• **Kutipan Terpilih**

+++++

RUU Prosedur Administrasi Perlu Untuk Perbaiki Birokrasi Indonesia
hukum online.com, 24 Agustus 2005
Bila terwujud, pejabat negara tidak bisa lagi sewenang-wenang dalam memutus suatu kebijakan publik. Pelayanan publik juga dilaksanakan dengan lebih profesional.
Hal tersebut disampaikan oleh Direktur Eksekutif Pusat Studi Hukum dan Kebijakan (PSHK), Bivitri Susanti, saat menjelaskan perlunya Indonesia memiliki RUU Prosedur Administrasi Pemerintahan di Jakarta (23/8).
Kondisi birokrasi Indonesia saat ini yang dikenal gemuk dan korup telah membuat pelayanan terhadap publik terhambat dan semakin memburuk. „RUU Prosedur Administrasi ini bisa jadi pintu masuk bagi perbaikan birokrasi Indonesia yang buruk itu,“ ujarnya.
Pemerintah, meski relatif terlambat, kata dia, juga sudah menyadari pentingnya perbaikan birokrasi. Presiden Susilo Bambang Yudhyono beberapa waktu lalu telah mengungkapkan rencana pembentukan satgas reformasi birokrasi yang salah satu tugasnya adalah membenahi permasalahan birokrasi di Indonesia.
Melalui Kementerian Pendayagunaan Aparatur Negara, saat ini pemerintah juga tengah menyusun RUU tentang Prosedur Administrasi Pemerintahan. Namun nampaknya naskah RUU yang sudah masuk draf ke-5 ini masih mengandung sejumlah kelemahan yang perlu diperbaiki.

+++++

• **Tugas Tertulis**
Terjemahkan kalimat "Melalui Kementerian Pendayagunaan Aparatur Negara, saat ini pemerintah juga tengah menyusun RUU tentang Prosedur Administrasi Pemerintahan." dari artikel tentang RUU Prosedur Administrasi ke dalam bahasa Inggris.

(Entri dataset)
+++++

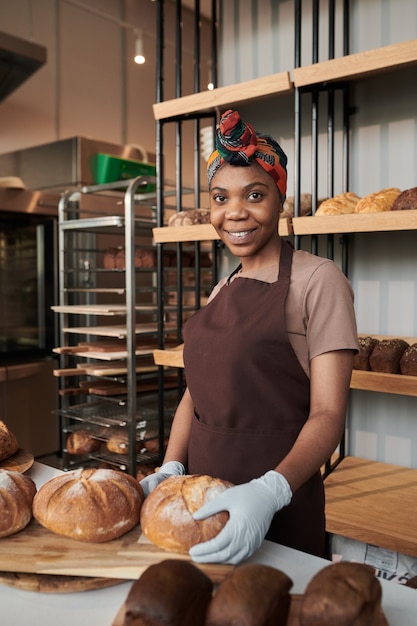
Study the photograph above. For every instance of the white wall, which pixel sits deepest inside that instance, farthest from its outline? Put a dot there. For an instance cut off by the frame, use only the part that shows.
(90, 85)
(383, 154)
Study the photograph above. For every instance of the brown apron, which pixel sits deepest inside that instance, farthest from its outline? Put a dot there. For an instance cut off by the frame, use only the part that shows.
(251, 397)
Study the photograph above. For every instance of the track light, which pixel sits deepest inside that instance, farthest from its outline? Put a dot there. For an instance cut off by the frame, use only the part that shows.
(139, 56)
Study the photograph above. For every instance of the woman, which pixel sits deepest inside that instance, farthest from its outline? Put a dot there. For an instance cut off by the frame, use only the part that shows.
(268, 363)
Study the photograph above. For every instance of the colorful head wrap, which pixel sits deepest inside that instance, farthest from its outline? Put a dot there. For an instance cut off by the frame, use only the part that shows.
(238, 144)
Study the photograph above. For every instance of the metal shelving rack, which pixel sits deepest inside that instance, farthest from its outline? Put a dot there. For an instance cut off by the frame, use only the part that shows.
(115, 390)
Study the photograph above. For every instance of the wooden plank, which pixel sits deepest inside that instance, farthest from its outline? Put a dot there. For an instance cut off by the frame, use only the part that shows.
(358, 65)
(100, 309)
(224, 96)
(203, 232)
(374, 503)
(116, 330)
(355, 223)
(384, 383)
(38, 550)
(171, 358)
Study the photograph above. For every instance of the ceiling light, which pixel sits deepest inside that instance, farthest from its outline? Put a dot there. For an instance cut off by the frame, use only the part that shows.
(139, 56)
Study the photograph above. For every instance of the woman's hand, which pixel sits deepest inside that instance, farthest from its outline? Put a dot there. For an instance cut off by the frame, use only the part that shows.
(251, 507)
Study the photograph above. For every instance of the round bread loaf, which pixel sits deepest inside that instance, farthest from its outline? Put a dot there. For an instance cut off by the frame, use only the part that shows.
(406, 200)
(378, 201)
(190, 217)
(93, 505)
(16, 496)
(408, 361)
(342, 204)
(8, 442)
(81, 442)
(361, 359)
(166, 515)
(305, 205)
(386, 355)
(342, 594)
(251, 595)
(170, 593)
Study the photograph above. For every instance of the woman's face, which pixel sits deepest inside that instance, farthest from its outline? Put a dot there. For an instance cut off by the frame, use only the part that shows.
(245, 204)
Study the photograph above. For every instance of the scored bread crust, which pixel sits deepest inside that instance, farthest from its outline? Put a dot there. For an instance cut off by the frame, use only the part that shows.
(8, 442)
(166, 515)
(342, 204)
(378, 201)
(92, 505)
(16, 496)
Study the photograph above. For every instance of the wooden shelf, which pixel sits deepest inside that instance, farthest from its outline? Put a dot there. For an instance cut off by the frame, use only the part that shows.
(171, 357)
(358, 65)
(100, 309)
(384, 383)
(256, 88)
(115, 330)
(202, 232)
(355, 223)
(373, 502)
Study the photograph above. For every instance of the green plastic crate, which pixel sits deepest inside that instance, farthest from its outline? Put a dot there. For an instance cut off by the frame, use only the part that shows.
(106, 168)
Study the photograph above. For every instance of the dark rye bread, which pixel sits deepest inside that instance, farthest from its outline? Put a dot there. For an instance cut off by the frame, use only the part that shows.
(406, 200)
(170, 593)
(251, 595)
(361, 359)
(408, 361)
(342, 594)
(386, 355)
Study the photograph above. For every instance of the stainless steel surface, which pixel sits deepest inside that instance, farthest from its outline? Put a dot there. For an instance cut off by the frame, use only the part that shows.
(61, 164)
(25, 201)
(28, 395)
(19, 59)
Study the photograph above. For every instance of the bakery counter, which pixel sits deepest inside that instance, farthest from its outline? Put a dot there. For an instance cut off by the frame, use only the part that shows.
(101, 606)
(374, 503)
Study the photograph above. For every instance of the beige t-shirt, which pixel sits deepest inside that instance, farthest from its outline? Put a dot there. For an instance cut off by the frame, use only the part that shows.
(319, 310)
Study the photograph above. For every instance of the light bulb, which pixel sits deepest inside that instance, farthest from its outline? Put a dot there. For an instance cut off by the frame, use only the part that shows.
(139, 57)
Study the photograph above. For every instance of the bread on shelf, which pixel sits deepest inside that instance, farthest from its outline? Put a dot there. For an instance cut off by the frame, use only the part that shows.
(190, 217)
(251, 595)
(16, 496)
(386, 355)
(378, 201)
(305, 205)
(166, 516)
(361, 359)
(343, 204)
(406, 200)
(170, 593)
(408, 361)
(76, 504)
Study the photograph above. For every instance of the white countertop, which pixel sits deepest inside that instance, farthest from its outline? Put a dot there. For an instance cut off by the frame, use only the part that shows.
(24, 608)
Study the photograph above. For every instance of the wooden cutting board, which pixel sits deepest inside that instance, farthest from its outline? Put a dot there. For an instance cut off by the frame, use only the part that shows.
(293, 618)
(36, 550)
(51, 583)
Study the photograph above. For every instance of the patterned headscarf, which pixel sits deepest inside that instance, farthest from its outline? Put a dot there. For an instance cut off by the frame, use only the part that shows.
(238, 144)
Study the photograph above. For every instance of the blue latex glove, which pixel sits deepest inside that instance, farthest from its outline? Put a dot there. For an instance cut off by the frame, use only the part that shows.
(172, 468)
(251, 508)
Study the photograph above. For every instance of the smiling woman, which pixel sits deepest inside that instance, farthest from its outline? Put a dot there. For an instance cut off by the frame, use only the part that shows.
(268, 363)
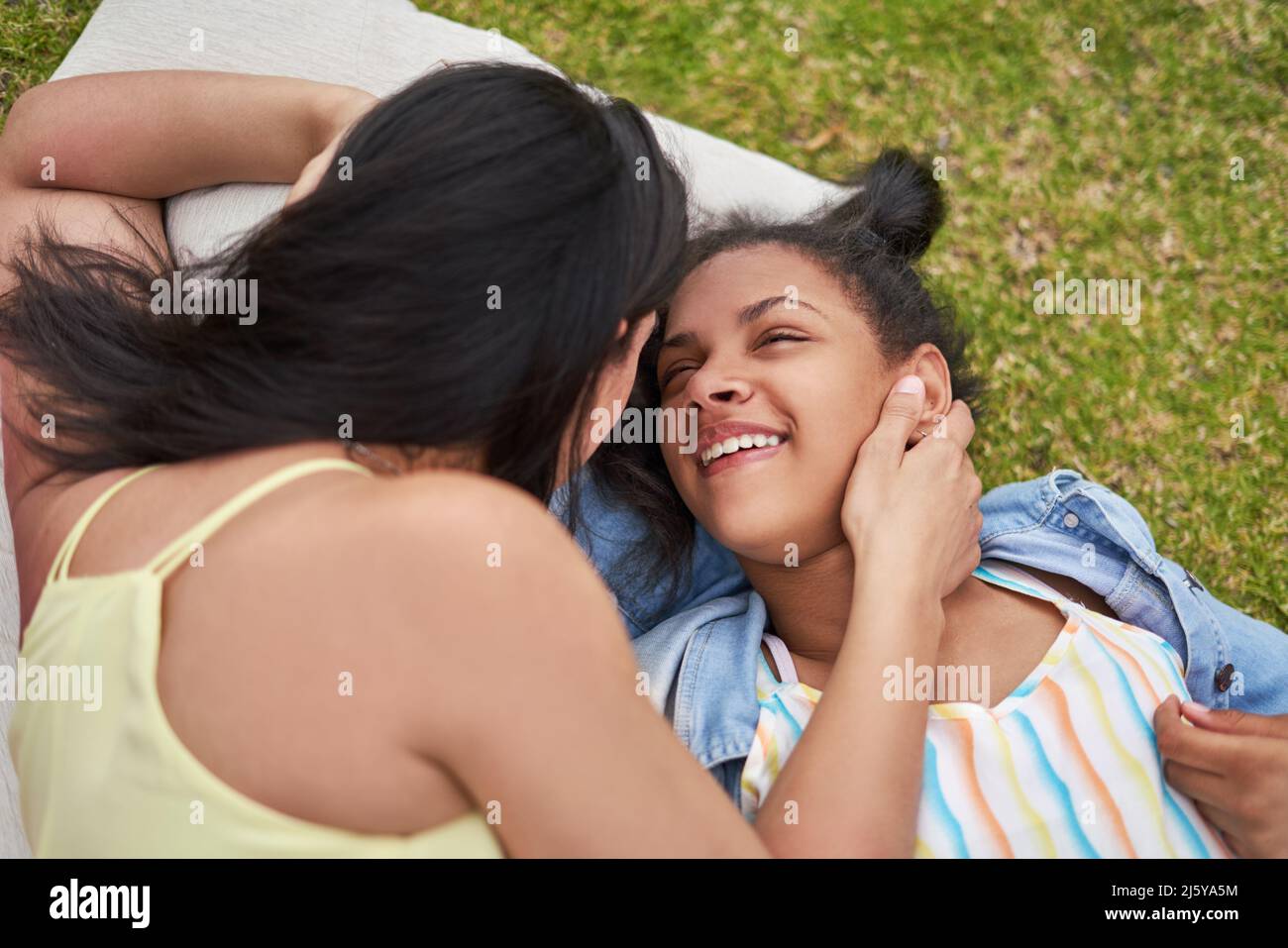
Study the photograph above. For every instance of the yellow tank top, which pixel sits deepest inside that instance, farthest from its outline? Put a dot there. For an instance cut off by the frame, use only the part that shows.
(117, 781)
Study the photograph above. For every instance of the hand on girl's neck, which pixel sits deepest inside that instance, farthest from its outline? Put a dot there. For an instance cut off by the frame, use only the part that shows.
(809, 605)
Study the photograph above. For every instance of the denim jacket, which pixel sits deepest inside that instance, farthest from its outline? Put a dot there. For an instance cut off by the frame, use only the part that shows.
(700, 657)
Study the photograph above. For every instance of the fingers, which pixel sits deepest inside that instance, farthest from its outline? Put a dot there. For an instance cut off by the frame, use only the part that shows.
(900, 417)
(1231, 721)
(1192, 746)
(1205, 786)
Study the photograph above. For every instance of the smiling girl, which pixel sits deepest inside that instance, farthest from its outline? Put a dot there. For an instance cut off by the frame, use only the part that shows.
(785, 338)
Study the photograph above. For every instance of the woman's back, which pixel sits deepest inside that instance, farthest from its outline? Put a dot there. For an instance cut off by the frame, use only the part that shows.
(269, 698)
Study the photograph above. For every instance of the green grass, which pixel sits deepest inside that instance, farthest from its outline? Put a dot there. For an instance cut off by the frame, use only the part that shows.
(1106, 163)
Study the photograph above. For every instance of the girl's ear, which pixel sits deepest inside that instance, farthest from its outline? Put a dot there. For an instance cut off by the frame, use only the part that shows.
(928, 365)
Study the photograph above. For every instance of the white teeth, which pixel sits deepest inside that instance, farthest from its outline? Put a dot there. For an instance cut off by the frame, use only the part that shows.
(739, 443)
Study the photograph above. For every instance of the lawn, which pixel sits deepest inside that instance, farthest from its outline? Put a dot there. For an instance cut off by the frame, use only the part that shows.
(1115, 162)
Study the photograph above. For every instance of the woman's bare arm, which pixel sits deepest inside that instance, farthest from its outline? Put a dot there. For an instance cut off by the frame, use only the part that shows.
(159, 133)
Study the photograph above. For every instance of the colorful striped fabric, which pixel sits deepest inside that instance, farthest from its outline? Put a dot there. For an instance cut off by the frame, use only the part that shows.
(1065, 766)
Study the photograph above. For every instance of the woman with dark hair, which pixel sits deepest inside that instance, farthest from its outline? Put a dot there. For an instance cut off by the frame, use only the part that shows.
(785, 338)
(288, 502)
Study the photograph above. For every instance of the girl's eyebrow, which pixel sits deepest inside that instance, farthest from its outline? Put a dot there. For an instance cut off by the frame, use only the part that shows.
(746, 316)
(754, 311)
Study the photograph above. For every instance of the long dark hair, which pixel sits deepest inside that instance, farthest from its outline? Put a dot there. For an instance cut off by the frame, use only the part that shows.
(870, 244)
(377, 294)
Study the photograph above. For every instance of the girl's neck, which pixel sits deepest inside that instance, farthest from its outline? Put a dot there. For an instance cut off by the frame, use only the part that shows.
(809, 605)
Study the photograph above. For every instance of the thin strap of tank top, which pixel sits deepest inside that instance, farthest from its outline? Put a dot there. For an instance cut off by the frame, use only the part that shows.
(180, 548)
(782, 659)
(63, 558)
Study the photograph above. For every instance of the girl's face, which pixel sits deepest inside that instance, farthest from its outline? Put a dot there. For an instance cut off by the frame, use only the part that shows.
(767, 344)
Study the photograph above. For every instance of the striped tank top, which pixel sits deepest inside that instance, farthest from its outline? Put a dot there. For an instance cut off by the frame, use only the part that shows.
(1065, 766)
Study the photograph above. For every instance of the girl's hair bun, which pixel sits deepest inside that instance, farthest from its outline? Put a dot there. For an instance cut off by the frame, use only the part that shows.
(900, 206)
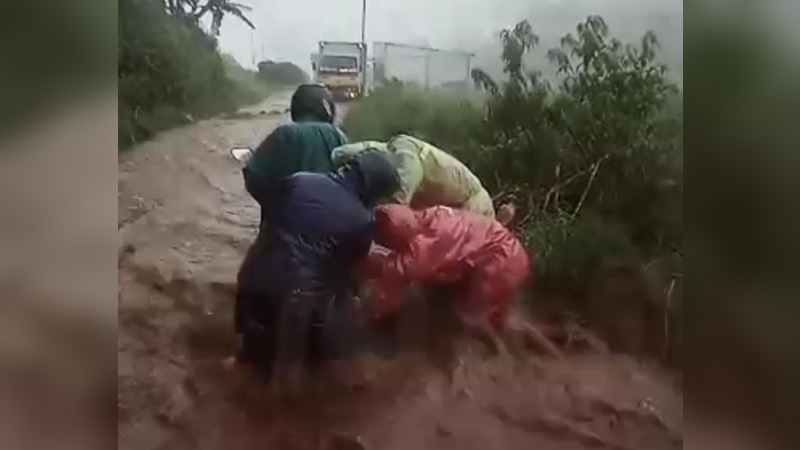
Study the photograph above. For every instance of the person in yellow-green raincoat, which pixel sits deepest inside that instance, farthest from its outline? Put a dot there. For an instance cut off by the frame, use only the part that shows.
(429, 176)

+++++

• **Jawaban Tugas**
Through the Ministry of State Apparatus Empowerment, the government is also currently drafting a bill on Government Administrative Procedures.